_Required task_
Please format the part of the material below that opens with the line containing "Could you please tag every instance of the weathered" and runs through the end of the material as a JSON list of strings, one string per line, leaving out any blank lines.

_Entries shown_
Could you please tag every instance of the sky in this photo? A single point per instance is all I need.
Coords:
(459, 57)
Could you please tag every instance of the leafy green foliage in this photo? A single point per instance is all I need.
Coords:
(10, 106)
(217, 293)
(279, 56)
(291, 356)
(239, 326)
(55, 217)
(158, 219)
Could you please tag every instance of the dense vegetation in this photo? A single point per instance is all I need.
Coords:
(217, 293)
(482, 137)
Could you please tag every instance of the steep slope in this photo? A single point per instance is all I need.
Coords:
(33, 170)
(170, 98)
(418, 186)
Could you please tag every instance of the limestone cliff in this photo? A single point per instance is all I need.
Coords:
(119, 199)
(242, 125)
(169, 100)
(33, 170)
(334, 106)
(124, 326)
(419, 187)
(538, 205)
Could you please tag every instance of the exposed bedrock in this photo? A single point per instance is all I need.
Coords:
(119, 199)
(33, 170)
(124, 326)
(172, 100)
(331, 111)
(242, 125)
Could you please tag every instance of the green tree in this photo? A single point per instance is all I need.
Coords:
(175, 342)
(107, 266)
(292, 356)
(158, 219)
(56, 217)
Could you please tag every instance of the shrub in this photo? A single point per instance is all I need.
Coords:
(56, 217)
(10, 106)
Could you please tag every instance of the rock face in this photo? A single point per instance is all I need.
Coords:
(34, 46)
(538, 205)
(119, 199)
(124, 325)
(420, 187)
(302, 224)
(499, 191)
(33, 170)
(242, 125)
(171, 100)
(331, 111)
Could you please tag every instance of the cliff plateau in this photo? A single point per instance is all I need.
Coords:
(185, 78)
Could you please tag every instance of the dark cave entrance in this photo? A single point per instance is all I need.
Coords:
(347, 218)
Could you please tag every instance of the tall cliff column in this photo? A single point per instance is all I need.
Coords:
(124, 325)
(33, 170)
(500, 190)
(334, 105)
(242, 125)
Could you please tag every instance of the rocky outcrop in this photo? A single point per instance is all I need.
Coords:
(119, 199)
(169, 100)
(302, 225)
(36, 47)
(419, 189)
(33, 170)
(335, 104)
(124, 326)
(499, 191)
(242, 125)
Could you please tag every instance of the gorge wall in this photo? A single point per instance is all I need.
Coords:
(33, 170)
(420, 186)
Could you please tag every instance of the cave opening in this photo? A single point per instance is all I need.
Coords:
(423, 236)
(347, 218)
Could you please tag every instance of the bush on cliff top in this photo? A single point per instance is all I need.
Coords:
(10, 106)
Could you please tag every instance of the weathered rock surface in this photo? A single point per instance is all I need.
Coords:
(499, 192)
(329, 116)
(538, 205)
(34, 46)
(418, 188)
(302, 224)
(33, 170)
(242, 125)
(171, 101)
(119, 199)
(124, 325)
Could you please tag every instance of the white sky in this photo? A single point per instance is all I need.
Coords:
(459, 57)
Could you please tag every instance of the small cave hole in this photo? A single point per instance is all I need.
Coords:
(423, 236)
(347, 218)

_Exercise response_
[
  "Could you please tag every instance of the weathered rock surface in this photo? A single point per instance is all I need.",
  "Coords:",
  "(499, 192)",
  "(329, 116)",
  "(538, 205)",
  "(34, 46)",
  "(418, 188)",
  "(302, 224)",
  "(33, 170)",
  "(242, 125)",
  "(171, 101)",
  "(119, 199)",
  "(124, 325)",
  "Could you please tag every instance of the white sky in this photo? A single point per instance is all I need.",
  "Coords:",
  "(459, 57)",
  "Could you please tag every instance of the small cave hole in this photo? A single point per instance is all I need.",
  "Coords:",
  "(423, 236)",
  "(347, 218)"
]